**What you have to do:**
Answer these questions using the Senators game recap.
1. What lead did the Senators build before the Golden Knights reeled them in?
2. Who took on wave after wave of pressure and held his ground when the team sagged?
3. How many goals and assists did Jake Sanderson have?

**Selected extract:**
From Ottawa’s point of view, this trip is beginning to reveal who they are. Jake Sanderson was everywhere — skating, defending, creating — and Linus Ullmark took on wave after wave of pressure and held his ground when the team sagged. The Senators built a 3-1 lead and then watched the Golden Knights slowly reel them in. Still, unlike earlier in the year, they didn’t panic. Ottawa just kept responding, through the push, the noise, and the long Vegas cycles. That’s the kind of maturity this team needs to go far in the playoffs.

Three Senators’ Takeaways

Takeaway One: Jake Sanderson drove the game for the Senators. Sanderson’s goal and two assists only tell part of the story. When Ottawa needed composure, he provided it. His power-play score was a turning point early, and his skating bailed the Senators out more than once.

**Information provided:**
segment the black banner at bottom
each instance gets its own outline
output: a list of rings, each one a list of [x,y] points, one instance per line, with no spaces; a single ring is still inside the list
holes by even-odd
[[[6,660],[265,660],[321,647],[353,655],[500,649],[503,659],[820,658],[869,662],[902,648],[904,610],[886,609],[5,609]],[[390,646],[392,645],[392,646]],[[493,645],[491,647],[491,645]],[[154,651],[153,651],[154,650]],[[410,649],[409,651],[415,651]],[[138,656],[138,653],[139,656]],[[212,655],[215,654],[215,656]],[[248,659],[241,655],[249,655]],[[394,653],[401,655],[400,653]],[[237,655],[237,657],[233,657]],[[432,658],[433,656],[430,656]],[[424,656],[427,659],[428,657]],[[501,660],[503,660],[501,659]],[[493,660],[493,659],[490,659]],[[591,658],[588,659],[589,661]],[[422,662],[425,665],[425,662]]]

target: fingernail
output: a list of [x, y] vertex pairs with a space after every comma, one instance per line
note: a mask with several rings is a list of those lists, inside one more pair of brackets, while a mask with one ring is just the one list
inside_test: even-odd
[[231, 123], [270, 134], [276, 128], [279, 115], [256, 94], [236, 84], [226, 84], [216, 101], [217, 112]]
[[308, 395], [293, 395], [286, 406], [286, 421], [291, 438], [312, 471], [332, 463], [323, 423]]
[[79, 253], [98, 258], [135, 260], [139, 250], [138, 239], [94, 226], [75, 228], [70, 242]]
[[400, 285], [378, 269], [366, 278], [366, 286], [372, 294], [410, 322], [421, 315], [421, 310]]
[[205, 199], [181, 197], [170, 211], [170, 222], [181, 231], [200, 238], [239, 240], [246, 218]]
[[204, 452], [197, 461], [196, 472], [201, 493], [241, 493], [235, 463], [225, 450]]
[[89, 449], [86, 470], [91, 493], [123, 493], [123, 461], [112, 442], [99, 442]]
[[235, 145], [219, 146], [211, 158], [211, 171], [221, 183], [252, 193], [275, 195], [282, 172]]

**Reply to the exercise:**
1. A 3-1 lead.
2. Linus Ullmark.
3. One goal and two assists.